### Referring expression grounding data
──────────────────────────────
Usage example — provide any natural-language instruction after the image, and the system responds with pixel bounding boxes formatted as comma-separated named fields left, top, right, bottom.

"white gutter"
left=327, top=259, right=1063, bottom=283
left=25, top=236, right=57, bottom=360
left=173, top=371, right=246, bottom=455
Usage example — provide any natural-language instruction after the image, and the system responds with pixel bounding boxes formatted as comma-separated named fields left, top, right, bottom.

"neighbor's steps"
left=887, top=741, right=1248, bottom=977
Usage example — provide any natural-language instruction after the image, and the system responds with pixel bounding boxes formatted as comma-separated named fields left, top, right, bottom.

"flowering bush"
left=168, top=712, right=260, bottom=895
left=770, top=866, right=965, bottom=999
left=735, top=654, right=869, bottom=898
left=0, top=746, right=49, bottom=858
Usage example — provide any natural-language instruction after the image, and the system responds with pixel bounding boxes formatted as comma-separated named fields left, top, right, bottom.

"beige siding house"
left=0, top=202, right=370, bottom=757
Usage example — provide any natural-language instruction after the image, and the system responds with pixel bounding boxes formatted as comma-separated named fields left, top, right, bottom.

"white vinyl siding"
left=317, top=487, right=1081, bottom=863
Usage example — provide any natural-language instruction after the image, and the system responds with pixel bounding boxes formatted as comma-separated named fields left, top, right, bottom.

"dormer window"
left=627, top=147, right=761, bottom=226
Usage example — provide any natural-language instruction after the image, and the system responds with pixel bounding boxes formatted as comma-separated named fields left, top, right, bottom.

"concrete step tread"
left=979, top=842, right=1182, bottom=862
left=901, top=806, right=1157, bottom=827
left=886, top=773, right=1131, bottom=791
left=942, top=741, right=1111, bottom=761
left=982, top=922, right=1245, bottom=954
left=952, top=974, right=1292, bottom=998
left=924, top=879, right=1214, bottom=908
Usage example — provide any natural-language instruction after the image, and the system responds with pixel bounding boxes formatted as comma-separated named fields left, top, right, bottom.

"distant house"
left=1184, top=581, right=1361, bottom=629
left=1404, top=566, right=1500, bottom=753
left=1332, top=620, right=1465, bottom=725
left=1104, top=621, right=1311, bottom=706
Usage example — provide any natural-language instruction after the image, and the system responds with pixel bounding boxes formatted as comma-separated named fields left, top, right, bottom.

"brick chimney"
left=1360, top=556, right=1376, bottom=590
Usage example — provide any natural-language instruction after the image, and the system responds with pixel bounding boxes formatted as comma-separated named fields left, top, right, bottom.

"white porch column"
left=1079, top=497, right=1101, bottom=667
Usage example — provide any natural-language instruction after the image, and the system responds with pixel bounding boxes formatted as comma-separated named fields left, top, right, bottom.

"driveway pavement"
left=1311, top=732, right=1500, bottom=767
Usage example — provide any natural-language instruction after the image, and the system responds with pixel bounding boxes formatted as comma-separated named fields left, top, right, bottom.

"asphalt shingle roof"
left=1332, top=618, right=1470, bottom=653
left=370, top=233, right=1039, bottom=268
──────────────────────────────
### Task details
Reproduce each entry above without a single difference.

### Your solution
Usage example — provide any natural-language instruction after the image, and the system responds with pixel bounding boxes formatted as comma-separated named fields left, top, right, bottom.

"white gutter"
left=327, top=259, right=1063, bottom=283
left=25, top=236, right=57, bottom=360
left=173, top=371, right=246, bottom=455
Usage example — provide any natural-language instruction after the image, and the system responds with pixel bounding boxes formatted as comma-separated named fields left, top, right, bottom.

"neighbor's steps"
left=887, top=741, right=1248, bottom=977
Usage example — provide any natural-language instruction after the image, and the system responds with pixel bounding boxes formatted as comma-separated named fields left, top, right, bottom.

"flowering bush"
left=168, top=712, right=260, bottom=895
left=770, top=866, right=965, bottom=999
left=735, top=654, right=869, bottom=898
left=0, top=746, right=49, bottom=858
Usage example — provide any natural-language instruction after the image, and the system responds with pixel bounding boxes formatted as comma-separated named fields left, top, right, bottom.

"beige siding house"
left=0, top=202, right=370, bottom=757
Usage example — provide any natural-language instruction after the image, and the system responds with pixel bounding boxes formatted as comma-separated named fields left, top, right, bottom.

"white vinyl siding"
left=317, top=487, right=1081, bottom=863
Usage example — provide any natural-language instruction after the image, and the system responds with pixel bounding boxes formatted as comma-separated named fields left, top, right, bottom.

"dormer window"
left=627, top=147, right=761, bottom=226
Usage example — provide any natural-language instruction after the image, and the system responds with pixel bounding boxes formatted as comma-separated named fields left, top, right, bottom.

"concrete step tread"
left=979, top=842, right=1182, bottom=862
left=901, top=806, right=1157, bottom=827
left=886, top=773, right=1131, bottom=791
left=942, top=741, right=1111, bottom=761
left=982, top=922, right=1245, bottom=954
left=952, top=974, right=1292, bottom=998
left=924, top=879, right=1214, bottom=908
Usage example — provide any natural-language instruction after the image, and the system responds with pixel bounding boxes formatted as comma-separated named fields left, top, right, bottom.

"distant house"
left=1184, top=581, right=1361, bottom=629
left=1404, top=566, right=1500, bottom=753
left=1332, top=620, right=1465, bottom=725
left=1104, top=621, right=1311, bottom=706
Usage example — provide any natural-language instruction after the image, and the system responds with pixel bounding boxes formatted as comma-separated named fields left, top, right, bottom.

"brick chimney"
left=1360, top=556, right=1376, bottom=590
Usage example — provide any natural-language instruction after the image, and the system responds with pixel bounding boxes formatted as comma-separated named fields left, top, right, bottom.

"white porch column"
left=1079, top=497, right=1101, bottom=667
Usage example — provide any natural-language instruction after the image, and the system responds with pixel bounding boxes formatted as comma-separated named fields left, top, right, bottom.

"driveway pavement"
left=1311, top=732, right=1500, bottom=767
Usage example — provide any natural-language instruction after the image, and the system responds with pixel bounding boxes formatted as comma-separated named fields left, top, right, bottom.

"asphalt shingle roof"
left=1332, top=618, right=1470, bottom=653
left=370, top=233, right=1039, bottom=268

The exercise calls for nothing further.